▸ Source passage
A practical approach to establishing a 2x process for e-beam sterilization of medical devices
Eric Crawley1, Byron J Lambert1, Vu Le1.
1Assurance of Sterility Task Force, Abbott Medical, Temecula, CA, United States
Changing radiation sterilization modalities can be challenging with medical devices that have a narrow dose range. Particularly, a change from Gamma to E-beam can be challenging because the e-beam process may increase dose uniformity ratio (DUR) depending on the loading configuration used. Developing a process that allows for product to be sterilized more than once is not common for radiation due to the material effects on sensitive polymers. To optimize processing, considerations must be made early in the product development and sterilization validation life cycle such as sterilization dose, maximum acceptable dose (MAD), and alternative dose mapping configurations.
In practice, to achieve two times sterilization processing capability, the combined total maximum absorbed dose to product from the 1st and 2nd sterilization process should be below the established MAD of the product. Typically, a 2x process would consider doubling the max dose delivered to the product from the 1x process (e.g a 1x dose range of 25 – 50 would have a max dose of 100 kGy and require an established MAD of 100 kGy). For sensitive polymers, a MAD of 100 kGy may not be possible. The evaluation of alternate product configurations and lower sterilization dose may solve this problem.
A dose ranging study to assess product performance impact of polytetrafluoroethylene (PTFE) across 30 – 90 kGy is reported (see Figure 1) to evaluate if a product can be re-sterilized based on a current validated dose range of 25 – 50 kGy. The outcome showed that the traditional 25 – 50 kGy processing range did not allow for a 2x process, however lowering the sterilization dose to 20 kGy and increasing MAD to 65 kGy allowed for the opportunity for processing a 2nd time with an alternate loading configuration (low DUR).

▸ Exercise set
[1] Rewrite the e-beam sterilization abstract from "A practical approach" up to and including "dose mapping configurations.", substituting "implants" for "medical devices".
[2] Using the e-beam sterilization abstract, decide whether each statement agrees with it, answering yes or no and quoting the words that decide it: (a) The product's current validated dose range is 25 – 50 kGy. (b) The traditional 25 – 50 kGy processing range allowed for a 2x process. (c) The dose ranging study assessed PTFE across 20 – 65 kGy.
You won't need the saved entries for any of this.

▸ Saved entries
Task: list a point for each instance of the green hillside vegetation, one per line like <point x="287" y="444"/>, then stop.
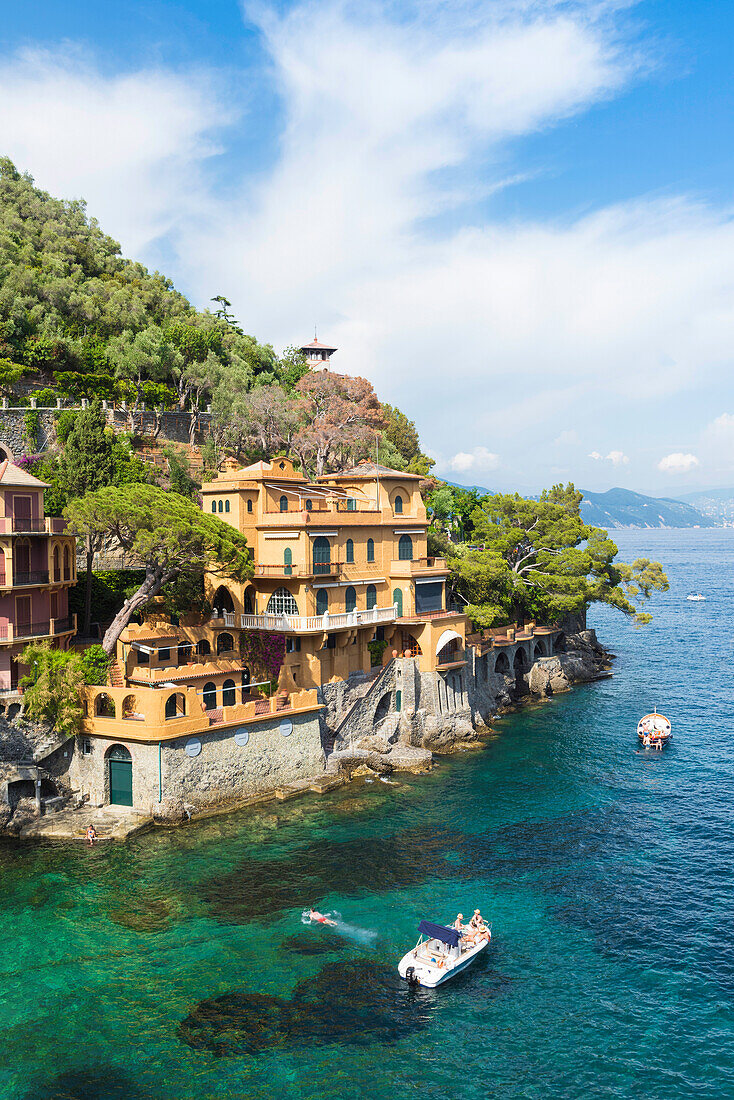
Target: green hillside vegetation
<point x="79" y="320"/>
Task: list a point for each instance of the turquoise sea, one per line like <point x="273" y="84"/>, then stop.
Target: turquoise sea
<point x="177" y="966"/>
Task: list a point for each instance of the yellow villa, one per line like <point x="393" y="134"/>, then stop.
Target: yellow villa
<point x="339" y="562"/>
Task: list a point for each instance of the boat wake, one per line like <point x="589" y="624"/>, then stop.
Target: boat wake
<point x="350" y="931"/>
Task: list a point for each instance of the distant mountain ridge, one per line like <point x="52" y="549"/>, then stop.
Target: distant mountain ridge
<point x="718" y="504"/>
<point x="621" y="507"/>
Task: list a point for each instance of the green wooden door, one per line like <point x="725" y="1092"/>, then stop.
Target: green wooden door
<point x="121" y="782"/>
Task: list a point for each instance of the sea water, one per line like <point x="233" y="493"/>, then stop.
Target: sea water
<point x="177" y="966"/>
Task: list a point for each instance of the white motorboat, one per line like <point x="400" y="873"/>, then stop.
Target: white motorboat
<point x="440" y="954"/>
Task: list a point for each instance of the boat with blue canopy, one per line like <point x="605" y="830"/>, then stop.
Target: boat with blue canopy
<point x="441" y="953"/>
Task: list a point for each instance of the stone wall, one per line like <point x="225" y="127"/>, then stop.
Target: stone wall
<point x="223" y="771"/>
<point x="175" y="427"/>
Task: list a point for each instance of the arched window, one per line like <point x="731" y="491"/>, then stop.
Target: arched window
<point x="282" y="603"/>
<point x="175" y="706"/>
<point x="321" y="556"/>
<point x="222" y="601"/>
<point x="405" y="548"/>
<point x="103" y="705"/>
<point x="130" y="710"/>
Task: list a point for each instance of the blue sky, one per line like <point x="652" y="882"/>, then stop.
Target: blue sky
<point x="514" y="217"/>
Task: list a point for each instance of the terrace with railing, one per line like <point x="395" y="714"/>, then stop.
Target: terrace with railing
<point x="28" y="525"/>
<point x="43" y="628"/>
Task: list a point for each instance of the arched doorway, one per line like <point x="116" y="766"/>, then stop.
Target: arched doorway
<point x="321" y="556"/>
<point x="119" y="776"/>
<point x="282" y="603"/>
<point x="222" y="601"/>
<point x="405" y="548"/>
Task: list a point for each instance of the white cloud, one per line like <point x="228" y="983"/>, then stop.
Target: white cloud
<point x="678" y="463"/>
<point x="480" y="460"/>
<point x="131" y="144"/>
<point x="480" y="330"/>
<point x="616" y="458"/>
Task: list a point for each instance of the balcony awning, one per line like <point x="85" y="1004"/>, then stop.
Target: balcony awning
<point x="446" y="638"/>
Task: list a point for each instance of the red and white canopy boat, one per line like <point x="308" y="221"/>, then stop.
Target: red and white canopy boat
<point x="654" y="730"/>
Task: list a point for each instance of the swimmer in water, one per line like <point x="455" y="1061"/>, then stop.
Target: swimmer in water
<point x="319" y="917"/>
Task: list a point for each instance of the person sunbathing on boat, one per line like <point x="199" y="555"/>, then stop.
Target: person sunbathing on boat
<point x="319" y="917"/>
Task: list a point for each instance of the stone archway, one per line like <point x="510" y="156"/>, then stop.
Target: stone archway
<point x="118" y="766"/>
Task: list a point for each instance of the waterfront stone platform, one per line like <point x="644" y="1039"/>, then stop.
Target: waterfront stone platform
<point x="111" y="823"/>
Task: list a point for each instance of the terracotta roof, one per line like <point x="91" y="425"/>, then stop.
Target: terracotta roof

▸ Written responses
[1]
A practical approach to establishing a 2x process for e-beam sterilization of implants
Eric Crawley1, Byron J Lambert1, Vu Le1.
1Assurance of Sterility Task Force, Abbott Medical, Temecula, CA, United States
Changing radiation sterilization modalities can be challenging with implants that have a narrow dose range. Particularly, a change from Gamma to E-beam can be challenging because the e-beam process may increase dose uniformity ratio (DUR) depending on the loading configuration used. Developing a process that allows for product to be sterilized more than once is not common for radiation due to the material effects on sensitive polymers. To optimize processing, considerations must be made early in the product development and sterilization validation life cycle such as sterilization dose, maximum acceptable dose (MAD), and alternative dose mapping configurations.

[2]
(a) Yes: "based on a current validated dose range of 25 – 50 kGy"
(b) No: "the traditional 25 – 50 kGy processing range did not allow for a 2x process"
(c) No: "polytetrafluoroethylene (PTFE) across 30 – 90 kGy"